GIVEN TASK = Count the lines of the items below that contain the string "Please", with case taken into account. Give only the number.

-- START DATASET RECORDS --

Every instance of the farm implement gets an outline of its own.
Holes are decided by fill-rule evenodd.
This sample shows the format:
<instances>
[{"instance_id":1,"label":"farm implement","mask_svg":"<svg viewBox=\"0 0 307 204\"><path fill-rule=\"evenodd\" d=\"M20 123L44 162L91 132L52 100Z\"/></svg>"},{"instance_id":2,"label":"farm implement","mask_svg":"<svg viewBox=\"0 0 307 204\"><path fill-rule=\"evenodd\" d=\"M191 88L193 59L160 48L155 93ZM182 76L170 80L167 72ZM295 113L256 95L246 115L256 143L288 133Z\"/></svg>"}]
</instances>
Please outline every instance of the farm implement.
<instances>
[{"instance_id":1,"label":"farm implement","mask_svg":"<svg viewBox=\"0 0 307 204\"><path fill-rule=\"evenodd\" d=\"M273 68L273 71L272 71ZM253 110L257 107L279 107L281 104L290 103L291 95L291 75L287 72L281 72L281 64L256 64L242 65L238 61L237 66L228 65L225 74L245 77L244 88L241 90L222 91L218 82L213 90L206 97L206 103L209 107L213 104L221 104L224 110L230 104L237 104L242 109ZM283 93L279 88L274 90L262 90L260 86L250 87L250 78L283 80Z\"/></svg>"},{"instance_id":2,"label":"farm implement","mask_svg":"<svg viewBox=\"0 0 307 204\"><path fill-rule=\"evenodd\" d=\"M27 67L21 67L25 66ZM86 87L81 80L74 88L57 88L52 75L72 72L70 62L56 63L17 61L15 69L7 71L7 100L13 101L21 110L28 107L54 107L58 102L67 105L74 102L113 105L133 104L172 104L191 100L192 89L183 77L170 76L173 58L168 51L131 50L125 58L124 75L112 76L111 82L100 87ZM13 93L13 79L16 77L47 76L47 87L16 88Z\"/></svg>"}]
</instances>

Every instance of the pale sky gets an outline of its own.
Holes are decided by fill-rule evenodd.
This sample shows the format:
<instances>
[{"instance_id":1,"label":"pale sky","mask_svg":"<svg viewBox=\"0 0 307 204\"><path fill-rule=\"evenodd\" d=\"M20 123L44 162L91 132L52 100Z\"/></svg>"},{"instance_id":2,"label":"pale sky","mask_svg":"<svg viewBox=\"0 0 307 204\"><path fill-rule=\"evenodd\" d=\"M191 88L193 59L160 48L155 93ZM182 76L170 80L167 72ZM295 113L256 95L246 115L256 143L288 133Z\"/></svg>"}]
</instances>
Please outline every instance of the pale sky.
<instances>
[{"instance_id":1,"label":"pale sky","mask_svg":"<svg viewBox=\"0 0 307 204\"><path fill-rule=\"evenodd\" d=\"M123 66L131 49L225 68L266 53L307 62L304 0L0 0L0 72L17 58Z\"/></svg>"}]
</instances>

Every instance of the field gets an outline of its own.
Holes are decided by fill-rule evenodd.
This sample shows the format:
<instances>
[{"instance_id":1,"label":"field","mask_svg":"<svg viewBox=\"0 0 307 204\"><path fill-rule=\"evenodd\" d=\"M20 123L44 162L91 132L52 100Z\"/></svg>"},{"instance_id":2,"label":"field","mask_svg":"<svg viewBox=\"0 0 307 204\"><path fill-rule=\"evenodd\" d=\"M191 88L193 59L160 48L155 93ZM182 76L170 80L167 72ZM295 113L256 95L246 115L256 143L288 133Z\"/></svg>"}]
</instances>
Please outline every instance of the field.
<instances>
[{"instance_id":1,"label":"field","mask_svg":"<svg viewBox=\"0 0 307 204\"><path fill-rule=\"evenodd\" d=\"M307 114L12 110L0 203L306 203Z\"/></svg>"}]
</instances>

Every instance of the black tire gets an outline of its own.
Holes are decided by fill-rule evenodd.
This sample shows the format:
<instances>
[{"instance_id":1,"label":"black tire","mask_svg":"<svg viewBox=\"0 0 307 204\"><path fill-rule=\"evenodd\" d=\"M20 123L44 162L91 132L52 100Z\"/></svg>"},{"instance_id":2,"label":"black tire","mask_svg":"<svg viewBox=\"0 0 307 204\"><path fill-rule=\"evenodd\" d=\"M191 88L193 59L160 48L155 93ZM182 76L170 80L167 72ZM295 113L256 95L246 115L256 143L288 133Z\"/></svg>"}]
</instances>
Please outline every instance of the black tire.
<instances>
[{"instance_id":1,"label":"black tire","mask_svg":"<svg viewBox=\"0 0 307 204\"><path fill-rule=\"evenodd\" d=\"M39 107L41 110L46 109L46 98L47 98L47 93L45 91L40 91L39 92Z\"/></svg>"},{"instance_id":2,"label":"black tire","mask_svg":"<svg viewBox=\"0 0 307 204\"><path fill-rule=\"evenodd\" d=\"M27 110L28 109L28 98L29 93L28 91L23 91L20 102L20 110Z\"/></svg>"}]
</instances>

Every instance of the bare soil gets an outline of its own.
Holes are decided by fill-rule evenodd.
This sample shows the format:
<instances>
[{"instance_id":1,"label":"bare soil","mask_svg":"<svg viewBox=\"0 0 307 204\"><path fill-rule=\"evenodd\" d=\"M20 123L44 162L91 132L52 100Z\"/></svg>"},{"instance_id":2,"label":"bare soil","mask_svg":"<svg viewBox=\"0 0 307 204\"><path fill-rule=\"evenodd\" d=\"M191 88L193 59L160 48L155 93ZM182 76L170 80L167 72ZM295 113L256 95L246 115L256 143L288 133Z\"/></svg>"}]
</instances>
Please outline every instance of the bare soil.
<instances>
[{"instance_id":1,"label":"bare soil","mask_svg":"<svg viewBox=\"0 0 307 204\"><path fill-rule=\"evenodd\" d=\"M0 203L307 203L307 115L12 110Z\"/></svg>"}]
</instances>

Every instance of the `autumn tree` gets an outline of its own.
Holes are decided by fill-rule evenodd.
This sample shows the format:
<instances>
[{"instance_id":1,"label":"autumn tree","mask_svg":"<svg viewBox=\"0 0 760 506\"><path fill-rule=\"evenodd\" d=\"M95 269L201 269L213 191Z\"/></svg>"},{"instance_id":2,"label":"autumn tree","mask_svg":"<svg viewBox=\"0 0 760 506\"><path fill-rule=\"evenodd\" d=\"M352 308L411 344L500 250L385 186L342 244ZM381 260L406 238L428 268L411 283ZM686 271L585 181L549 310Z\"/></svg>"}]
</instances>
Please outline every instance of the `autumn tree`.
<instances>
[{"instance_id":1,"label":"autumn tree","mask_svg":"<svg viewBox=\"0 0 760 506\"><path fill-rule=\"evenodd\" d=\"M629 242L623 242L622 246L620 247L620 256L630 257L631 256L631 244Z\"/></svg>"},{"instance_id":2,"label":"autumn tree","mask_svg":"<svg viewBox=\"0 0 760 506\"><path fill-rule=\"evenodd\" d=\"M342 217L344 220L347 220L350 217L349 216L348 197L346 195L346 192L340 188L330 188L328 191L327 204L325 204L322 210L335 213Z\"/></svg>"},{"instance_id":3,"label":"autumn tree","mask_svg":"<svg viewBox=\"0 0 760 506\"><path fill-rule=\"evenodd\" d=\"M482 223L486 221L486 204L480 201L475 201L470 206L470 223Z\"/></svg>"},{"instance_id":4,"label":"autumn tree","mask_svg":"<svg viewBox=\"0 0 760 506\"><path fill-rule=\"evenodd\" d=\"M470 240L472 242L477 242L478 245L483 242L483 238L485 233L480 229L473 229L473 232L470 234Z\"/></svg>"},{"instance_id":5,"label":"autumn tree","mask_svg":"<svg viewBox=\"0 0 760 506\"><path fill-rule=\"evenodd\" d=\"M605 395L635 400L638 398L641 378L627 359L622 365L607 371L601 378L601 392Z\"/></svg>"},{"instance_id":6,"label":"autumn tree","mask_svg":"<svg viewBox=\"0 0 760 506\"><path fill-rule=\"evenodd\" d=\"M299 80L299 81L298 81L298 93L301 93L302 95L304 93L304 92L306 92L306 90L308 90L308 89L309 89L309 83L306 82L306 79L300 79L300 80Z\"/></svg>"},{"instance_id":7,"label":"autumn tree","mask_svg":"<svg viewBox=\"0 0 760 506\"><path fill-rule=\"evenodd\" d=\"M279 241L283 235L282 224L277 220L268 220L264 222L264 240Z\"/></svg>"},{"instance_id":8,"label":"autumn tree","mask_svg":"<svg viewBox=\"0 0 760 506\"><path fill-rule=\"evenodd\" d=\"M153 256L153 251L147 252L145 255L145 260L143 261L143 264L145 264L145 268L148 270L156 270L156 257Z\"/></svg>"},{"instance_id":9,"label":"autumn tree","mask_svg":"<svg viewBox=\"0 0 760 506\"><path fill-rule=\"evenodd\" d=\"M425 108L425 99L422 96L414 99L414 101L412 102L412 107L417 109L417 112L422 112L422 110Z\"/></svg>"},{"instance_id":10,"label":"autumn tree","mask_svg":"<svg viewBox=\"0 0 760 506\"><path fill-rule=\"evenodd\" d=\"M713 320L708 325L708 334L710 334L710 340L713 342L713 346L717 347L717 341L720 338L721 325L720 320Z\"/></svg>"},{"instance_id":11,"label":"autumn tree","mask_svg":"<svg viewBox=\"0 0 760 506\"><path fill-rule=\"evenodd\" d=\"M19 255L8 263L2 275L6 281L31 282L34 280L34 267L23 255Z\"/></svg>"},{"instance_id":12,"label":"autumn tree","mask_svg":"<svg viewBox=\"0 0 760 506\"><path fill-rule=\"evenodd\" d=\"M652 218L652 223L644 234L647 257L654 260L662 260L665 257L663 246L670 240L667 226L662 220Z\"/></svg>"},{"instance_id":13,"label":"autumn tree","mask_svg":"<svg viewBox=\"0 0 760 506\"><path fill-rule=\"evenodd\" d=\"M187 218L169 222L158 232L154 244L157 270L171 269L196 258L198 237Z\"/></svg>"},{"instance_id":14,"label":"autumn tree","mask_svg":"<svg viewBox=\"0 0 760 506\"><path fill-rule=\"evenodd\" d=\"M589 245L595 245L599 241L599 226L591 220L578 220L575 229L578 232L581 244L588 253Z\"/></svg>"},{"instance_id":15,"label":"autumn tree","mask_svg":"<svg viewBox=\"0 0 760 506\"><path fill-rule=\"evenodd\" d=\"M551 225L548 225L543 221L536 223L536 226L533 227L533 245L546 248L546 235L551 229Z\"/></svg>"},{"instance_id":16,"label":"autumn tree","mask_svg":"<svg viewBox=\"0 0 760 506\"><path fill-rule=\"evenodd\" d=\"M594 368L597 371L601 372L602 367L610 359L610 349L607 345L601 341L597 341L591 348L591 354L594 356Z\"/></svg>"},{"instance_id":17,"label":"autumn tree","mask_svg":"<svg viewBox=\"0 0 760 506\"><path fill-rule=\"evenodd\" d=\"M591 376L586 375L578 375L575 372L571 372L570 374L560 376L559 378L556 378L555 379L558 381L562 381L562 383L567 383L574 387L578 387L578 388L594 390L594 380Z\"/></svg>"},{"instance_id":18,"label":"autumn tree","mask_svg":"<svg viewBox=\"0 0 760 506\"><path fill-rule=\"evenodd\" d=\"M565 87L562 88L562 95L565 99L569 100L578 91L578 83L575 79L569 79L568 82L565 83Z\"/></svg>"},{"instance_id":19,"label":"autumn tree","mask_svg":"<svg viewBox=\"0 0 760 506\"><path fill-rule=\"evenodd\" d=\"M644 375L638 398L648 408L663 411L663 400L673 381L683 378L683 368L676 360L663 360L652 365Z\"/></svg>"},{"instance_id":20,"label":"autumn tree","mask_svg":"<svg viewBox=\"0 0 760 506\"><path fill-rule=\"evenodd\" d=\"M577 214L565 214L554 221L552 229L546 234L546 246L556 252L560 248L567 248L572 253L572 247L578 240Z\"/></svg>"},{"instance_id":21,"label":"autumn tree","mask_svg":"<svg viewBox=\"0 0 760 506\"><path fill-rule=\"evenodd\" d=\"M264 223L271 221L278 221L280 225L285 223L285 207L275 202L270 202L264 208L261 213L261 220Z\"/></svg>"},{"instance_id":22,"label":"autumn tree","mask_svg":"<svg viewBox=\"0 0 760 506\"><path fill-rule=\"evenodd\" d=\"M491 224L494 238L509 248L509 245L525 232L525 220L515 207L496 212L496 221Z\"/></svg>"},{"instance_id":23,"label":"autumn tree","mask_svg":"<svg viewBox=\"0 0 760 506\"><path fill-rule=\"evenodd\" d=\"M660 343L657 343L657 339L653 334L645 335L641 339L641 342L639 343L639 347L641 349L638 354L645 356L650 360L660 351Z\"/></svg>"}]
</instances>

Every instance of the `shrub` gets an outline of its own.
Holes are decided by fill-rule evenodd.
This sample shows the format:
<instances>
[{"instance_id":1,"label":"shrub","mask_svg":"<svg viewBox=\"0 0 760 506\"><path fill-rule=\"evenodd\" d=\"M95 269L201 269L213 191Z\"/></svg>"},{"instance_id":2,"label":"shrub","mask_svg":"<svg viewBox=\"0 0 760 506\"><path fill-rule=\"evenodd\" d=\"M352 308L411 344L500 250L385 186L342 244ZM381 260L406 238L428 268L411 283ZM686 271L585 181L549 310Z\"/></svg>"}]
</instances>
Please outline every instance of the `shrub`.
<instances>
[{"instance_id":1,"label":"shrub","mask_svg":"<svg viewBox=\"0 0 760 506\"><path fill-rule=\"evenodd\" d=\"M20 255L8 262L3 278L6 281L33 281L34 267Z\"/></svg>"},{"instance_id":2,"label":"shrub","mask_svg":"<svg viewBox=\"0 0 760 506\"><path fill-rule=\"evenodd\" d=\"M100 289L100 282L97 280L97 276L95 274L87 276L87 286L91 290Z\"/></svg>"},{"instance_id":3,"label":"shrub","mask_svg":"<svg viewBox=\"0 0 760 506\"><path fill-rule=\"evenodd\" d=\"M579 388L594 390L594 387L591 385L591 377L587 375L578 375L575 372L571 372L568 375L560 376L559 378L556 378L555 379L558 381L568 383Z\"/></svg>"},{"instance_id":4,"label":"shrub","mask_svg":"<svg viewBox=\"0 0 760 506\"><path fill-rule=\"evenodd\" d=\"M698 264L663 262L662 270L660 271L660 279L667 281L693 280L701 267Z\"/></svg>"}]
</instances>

-- END DATASET RECORDS --

OUTPUT FOR THIS EXERCISE = 7